## Your objective
Convert every line of the data below into a numbered list, omitting all blank lines.

══ Data to process

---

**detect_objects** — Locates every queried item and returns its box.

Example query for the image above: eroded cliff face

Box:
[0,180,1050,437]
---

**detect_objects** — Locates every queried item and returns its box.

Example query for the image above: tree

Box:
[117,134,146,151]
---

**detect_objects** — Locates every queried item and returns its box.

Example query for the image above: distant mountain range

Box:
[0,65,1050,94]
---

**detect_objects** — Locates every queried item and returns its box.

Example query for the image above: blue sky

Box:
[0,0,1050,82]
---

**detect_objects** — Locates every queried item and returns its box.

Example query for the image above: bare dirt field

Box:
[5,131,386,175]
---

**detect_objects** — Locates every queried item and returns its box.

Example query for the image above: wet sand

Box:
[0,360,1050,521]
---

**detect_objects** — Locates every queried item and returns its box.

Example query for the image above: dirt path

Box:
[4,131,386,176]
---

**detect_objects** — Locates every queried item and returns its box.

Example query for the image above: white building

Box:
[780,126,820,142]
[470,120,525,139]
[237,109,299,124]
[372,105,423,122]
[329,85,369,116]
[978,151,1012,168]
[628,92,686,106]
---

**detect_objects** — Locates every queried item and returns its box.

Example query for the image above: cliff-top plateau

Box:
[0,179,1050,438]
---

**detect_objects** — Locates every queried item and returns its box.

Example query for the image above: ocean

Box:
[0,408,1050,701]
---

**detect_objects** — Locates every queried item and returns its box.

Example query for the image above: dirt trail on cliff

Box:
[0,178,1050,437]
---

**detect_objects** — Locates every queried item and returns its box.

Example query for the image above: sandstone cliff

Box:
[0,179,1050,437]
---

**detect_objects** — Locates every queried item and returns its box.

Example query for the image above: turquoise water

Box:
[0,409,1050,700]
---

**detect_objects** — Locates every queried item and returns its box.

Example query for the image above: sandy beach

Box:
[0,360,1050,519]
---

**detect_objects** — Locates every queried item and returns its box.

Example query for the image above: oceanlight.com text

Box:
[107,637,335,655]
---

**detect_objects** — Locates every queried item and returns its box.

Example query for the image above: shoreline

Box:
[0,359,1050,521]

════

## Solved exercise
1. ---
2. **detect_objects** — Locates every queried item and returns its box.
3. Example query for the image above: eroded cliff face
4. Box:
5. [0,180,1050,437]
6. ---
7. **detect_objects** — Locates every queried item and returns its box.
8. Example query for the image above: tree
9. Box:
10. [117,134,146,151]
11. ---
12. **detect_objects** — Locates every queried item and returns its box.
13. Example query for the image above: distant mountain range
14. Box:
15. [0,65,1050,94]
16. ---
17. **detect_objects** — Locates every queried item and returns its box.
18. Example query for the image above: blue sky
19. Box:
20. [0,0,1050,82]
21. ---
22. **detect_objects** — Locates every queried item and returns its box.
23. Example query for the image above: bare dirt field
24. Box:
25. [5,131,386,175]
26. ---
27. **detect_objects** — Locates every queried item and returns its box.
28. Example query for the image above: wet sand
29. Box:
30. [0,360,1050,521]
31. ---
32. **detect_objects** — Locates every queried item and returns its box.
33. Example query for the image above: dirt path
34. Box:
35. [4,131,386,176]
36. ---
37. **detect_objects** — Locates every queried item and returns its box.
38. Example query for the image above: white building
39. Box:
40. [780,126,820,142]
41. [470,120,525,139]
42. [237,109,299,124]
43. [372,105,423,122]
44. [329,85,369,116]
45. [978,151,1012,168]
46. [628,92,686,106]
47. ---
48. **detect_objects** — Locates every queried item and returns its box.
49. Example query for the image above: cliff-top plateau
50. Box:
51. [0,179,1050,438]
52. ---
53. **detect_objects** — Locates every queried item and returns its box.
54. Example query for the image above: ocean
55. Box:
56. [0,408,1050,701]
57. ---
58. **detect_objects** — Locates every queried item and returns its box.
59. Example query for the image above: dirt trail on cliff
60. Box:
61. [0,178,1050,437]
62. ---
63. **detect_objects** — Locates every queried item and returns its box.
64. Example query for the image above: sandstone cliff
65. Box:
66. [0,179,1050,437]
67. ---
68. **detect_objects** — Locates every queried item and returns its box.
69. Example query for the image above: turquoise water
70. Box:
71. [0,409,1050,700]
72. ---
73. **detect_objects** — Locates every queried item and returns its box.
74. Example query for the image above: sandy beach
75. Box:
76. [0,360,1050,519]
77. ---
78. **detect_objects** — Locates every queried item and returns its box.
79. Example query for the image above: oceanlight.com text
80. Box:
81. [107,637,335,655]
82. ---
83. **detect_objects** — Locates every queried item and returns its box.
84. Example query for the image above: shoreline
85. Box:
86. [0,359,1050,521]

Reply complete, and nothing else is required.